DigitalGlassware™: Your Chemistry, Your Data, Your Insights

Welcome to the first in a series of posts on how you can access and use the data captured by DigitalGlassware to further your own chemistry insights. These posts will cover how to get your chemistry data, what is contained in it, perform analysis, and develop insights to further your own business requirements. All this is made possible through Deepmatter’s hardware and software platform, which records real time chemistry data and persists it in the cloud.

DigitalGlassware™:

DeepMatter believes better chemical outcomes can come from data collection and the resulting realtime and post-hoc analysis of the chemistry. More to the point, we understand that chemistry goes beyond lab work. As such, the person who performs the chemistry might want to do their own analysis of their aggregated data, or other members of the company may wish to investigate and review it at a micro or macro level.

This first blog post will introduce some of the things which can be achieved by parsing through the data captured by DigitalGlassware™, in its raw form. It assumes a basic knowledge of Python, but we’ll go through all the necessary steps to get you viewing the data nonetheless. If you are unfamiliar with some of the tools mentioned, we have included a list of these at the end of the article, along with the corresponding download locations.

However, before we begin, let's set up our environment for this and future blog articles. If you are comfortable using tools such as pip, pipenv or virtualenv, you can probably skim through the following section.

Environment Setup

In this and later blog posts we will be using Python to demonstrate use of the data. We’ll set up a Python environment using pipenv, as it will take care of all dependencies for us. Python 3.7 was used in the writing of this post, but anything above Python 3.5 will almost certainly work. You can check your Python version by opening a terminal/command prompt and entering the following.

1 python --version

If it says something like “Python 3.7” or higher, you should be good to go. If there is an error (something along the lines of “python not found” or “python is not a recognized command”), then you need to install Python on your local machine. You can get Python from the official webpage at https://www.python.org/downloads/. Be sure to get the 64-bit (x86-64) version, as we will be dealing with some big files in future posts, and the 32-bit (x86) version will not work. The 64-bit versions can be found further down the download page — the default download button will get the 32-bit version which we don’t want.

Download the appropriate version for your operating system and run the installer. If you are using Windows, be sure to tick the “Add Python 3.x to PATH” checkbox. Once installation is finished, open a new terminal/command prompt and run the above command again. If you still get an error, try looking at this page for some additional setup.

We’ll use Git for accessing the code and data associated with these blogs. Git is a way of tracking projects and distributing them to others. Git repositories can be downloaded at the command line, or via a Zip file directly from the repository’s webpage.

Check if you have Git installed by typing the following into the command prompt.

COLLECTED DATA.

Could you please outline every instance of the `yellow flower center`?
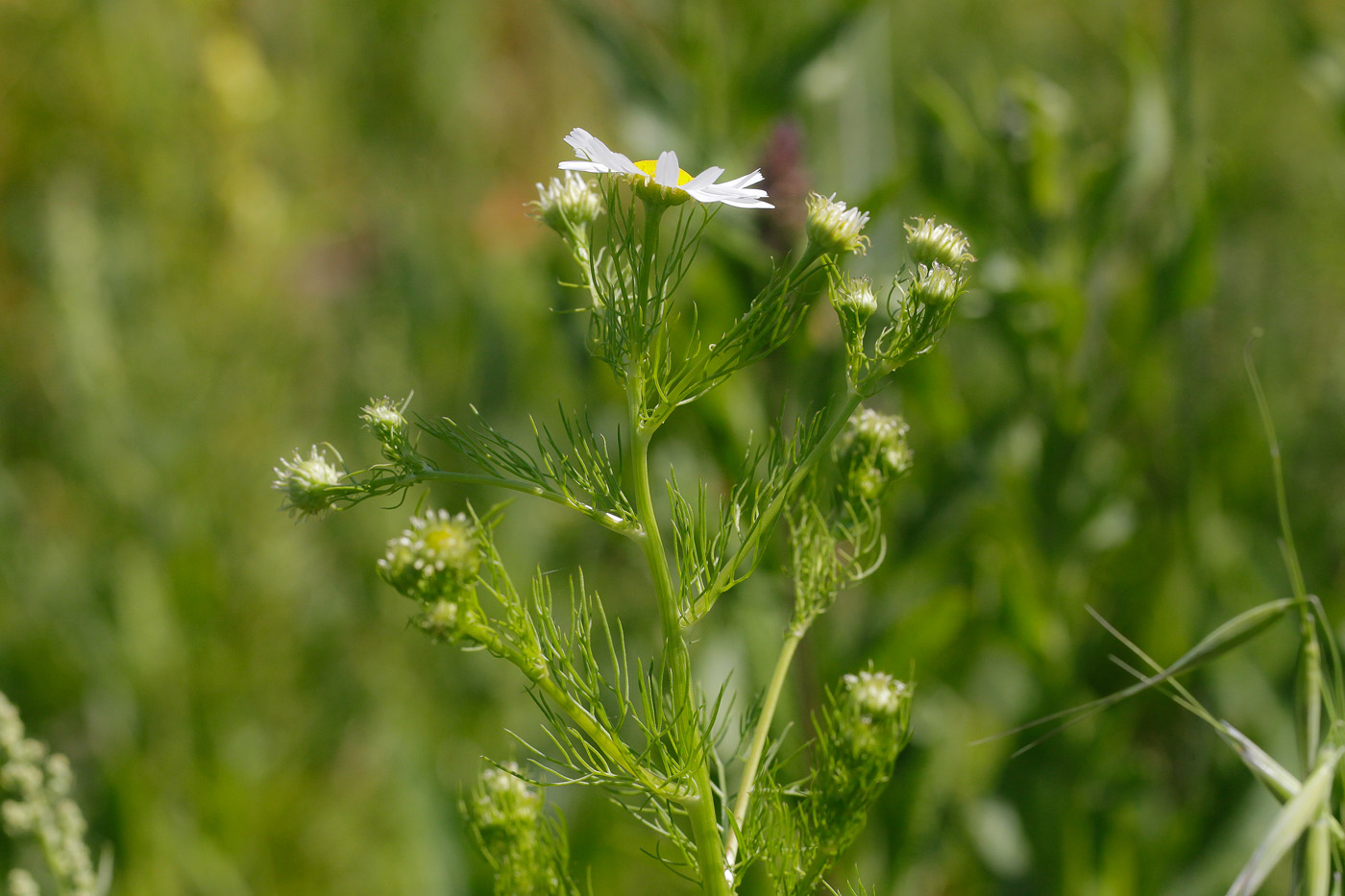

REQUEST.
Answer these questions using the DigitalGlassware post:
1. Which tool does the post use to set up the Python environment?
2. Which Python version was used in writing the post?
3. Which checkbox should Windows users tick when installing Python?
The material is not needed for this work.

OUTPUT.
1. pipenv
2. Python 3.7
3. "Add Python 3.x to PATH"